━━━ EXERCISE INPUTS ━━━

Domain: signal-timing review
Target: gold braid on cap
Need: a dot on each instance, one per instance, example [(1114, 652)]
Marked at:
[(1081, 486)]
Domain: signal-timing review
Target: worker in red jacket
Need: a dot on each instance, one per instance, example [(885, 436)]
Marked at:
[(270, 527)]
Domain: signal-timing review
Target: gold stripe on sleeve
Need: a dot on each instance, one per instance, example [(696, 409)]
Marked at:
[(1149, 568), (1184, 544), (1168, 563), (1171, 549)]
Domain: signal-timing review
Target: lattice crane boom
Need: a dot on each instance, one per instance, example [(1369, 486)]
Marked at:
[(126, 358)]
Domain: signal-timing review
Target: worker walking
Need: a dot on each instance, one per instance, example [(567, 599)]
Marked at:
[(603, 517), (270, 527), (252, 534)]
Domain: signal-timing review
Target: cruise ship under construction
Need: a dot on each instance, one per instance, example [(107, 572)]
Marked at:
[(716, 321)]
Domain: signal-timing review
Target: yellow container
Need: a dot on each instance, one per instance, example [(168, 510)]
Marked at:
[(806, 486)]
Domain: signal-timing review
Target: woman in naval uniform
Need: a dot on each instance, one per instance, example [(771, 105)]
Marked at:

━━━

PROBLEM DESCRIPTION.
Everything from the line that contains "example [(107, 572)]" through the final line of the listing is to be restated word for word, and nothing more.

YOUR RESPONSE.
Need: a dot on each instance, one per instance, example [(107, 572)]
Marked at:
[(716, 321)]
Domain: signal-timing review
Target: yellow container
Need: a dot on each instance, one per instance, example [(168, 510)]
Marked at:
[(806, 486)]
Domain: signal-timing review
Target: woman in naval uniform
Need: a dot on each instance, one per instance, example [(771, 105)]
Marked at:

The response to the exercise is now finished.